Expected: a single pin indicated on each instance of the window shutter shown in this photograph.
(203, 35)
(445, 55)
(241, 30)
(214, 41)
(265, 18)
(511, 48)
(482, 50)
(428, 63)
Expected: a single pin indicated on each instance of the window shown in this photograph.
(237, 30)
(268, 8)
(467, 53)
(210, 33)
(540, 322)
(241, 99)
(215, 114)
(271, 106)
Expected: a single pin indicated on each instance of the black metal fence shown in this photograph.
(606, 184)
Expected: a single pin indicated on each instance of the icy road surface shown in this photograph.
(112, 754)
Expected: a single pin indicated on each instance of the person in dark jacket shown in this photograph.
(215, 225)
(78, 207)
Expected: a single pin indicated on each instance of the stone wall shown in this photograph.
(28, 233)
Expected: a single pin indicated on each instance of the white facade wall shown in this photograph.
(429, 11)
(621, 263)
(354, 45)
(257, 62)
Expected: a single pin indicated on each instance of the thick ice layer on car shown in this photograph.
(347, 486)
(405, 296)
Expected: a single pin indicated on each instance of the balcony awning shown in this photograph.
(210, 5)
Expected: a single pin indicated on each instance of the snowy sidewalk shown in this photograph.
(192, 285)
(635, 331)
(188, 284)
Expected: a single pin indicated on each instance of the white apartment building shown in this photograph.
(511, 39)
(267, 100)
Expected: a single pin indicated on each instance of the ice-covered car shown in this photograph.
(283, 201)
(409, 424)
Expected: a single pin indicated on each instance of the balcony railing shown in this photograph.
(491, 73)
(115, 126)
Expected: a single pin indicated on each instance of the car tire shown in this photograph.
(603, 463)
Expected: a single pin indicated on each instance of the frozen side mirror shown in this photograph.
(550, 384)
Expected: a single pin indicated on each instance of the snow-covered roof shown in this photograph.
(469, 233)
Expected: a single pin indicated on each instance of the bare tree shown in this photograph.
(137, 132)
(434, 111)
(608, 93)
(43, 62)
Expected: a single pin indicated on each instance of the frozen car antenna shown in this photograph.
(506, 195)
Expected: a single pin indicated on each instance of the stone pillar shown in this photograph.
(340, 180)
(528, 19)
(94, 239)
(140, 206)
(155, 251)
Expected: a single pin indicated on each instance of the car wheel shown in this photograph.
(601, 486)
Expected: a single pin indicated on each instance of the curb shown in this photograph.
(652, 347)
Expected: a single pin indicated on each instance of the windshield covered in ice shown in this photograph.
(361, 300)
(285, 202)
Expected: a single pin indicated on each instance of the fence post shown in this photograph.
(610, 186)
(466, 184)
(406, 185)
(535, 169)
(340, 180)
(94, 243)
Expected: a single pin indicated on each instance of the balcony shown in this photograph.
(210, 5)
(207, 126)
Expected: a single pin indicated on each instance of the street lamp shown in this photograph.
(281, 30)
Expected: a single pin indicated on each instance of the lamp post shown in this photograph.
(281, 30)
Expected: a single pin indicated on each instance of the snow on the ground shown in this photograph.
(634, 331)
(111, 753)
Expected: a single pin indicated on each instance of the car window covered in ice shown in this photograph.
######
### Instructions to follow
Rewrite every line of the material above, replacing "a single pin" with "one marker" and leaving everything else unchanged.

### Solved problem
Expected: one marker indicated on each instance of the window shutter shown in this photograph.
(203, 35)
(445, 55)
(241, 30)
(214, 41)
(265, 18)
(511, 48)
(482, 50)
(428, 63)
Expected: one marker indicated on each instance of the window shown in this photograph.
(237, 30)
(268, 8)
(467, 53)
(210, 33)
(540, 322)
(241, 99)
(215, 114)
(271, 106)
Expected: one marker indicated on each instance of the black metal fence shown in this photograph.
(606, 184)
Expected: one marker indicated on each instance of the icy road surface shown in this photograph.
(112, 754)
Expected: one marker indicated on each instance of the person in dark jacket shown in this photograph.
(215, 225)
(78, 207)
Expected: one marker indicated on each instance of the stone wall shown in this photograph.
(28, 233)
Expected: one marker indicated on each instance of the white facade wall shown in this photograph.
(429, 11)
(621, 263)
(354, 45)
(257, 62)
Expected: one marker indicated on each instance of the thick ice layer on car shown in this photograph.
(347, 486)
(405, 296)
Expected: one marker indicated on each instance of the balcony awning shown in this photograph.
(210, 5)
Expected: one marker indicated on each instance of the snowy sidewalk shown in this photograph.
(192, 285)
(635, 331)
(188, 284)
Expected: one marker indicated on each instance of the white apartment building shown in this photograph.
(511, 39)
(267, 100)
Expected: one marker indicated on each instance of the ice-covered car shown in this photograph.
(283, 201)
(409, 424)
Expected: one marker indicated on each instance of the balcony railing shown in this photograph.
(491, 73)
(115, 126)
Expected: one marker indicated on each instance of the car tire shown in this photograph.
(603, 463)
Expected: one marker indicated on each instance of the frozen side mirror shown in this photograph.
(550, 384)
Expected: one marker indicated on each instance of the snow-covered roof shown in this photograph.
(469, 233)
Expected: one marker indicated on each instance of the bare tree shown in this photograph.
(137, 132)
(434, 111)
(608, 93)
(43, 62)
Expected: one marker indicated on each instance of the frozen car antenna shown in this photograph.
(506, 195)
Expected: one marker indicated on each instance of the stone pillar shown in this photograph.
(340, 180)
(528, 19)
(94, 239)
(140, 206)
(155, 251)
Expected: one marker indicated on each instance of the car wheel shown in this photograph.
(601, 486)
Expected: one marker indicated on each instance of the curb shown in this photograph.
(652, 347)
Expected: one marker indicated on each instance of the windshield covered in ice shown in this photograph.
(361, 300)
(285, 202)
Expected: one marker indicated on each instance of the fence post shown in this photograph.
(610, 186)
(466, 184)
(406, 185)
(535, 169)
(340, 180)
(94, 243)
Expected: one marker indicated on each instance of the balcony shown in this photograph.
(210, 5)
(207, 126)
Expected: one marker indicated on each instance of the street lamp shown in this photograph.
(281, 30)
Expected: one marker indicated on each instance of the lamp post shown in this photograph.
(281, 30)
Expected: one marker indicated on each instance of the snow on the ground shown in this photograph.
(634, 331)
(111, 753)
Expected: one marker indicated on each instance of the car window covered in ice shown in this photograph.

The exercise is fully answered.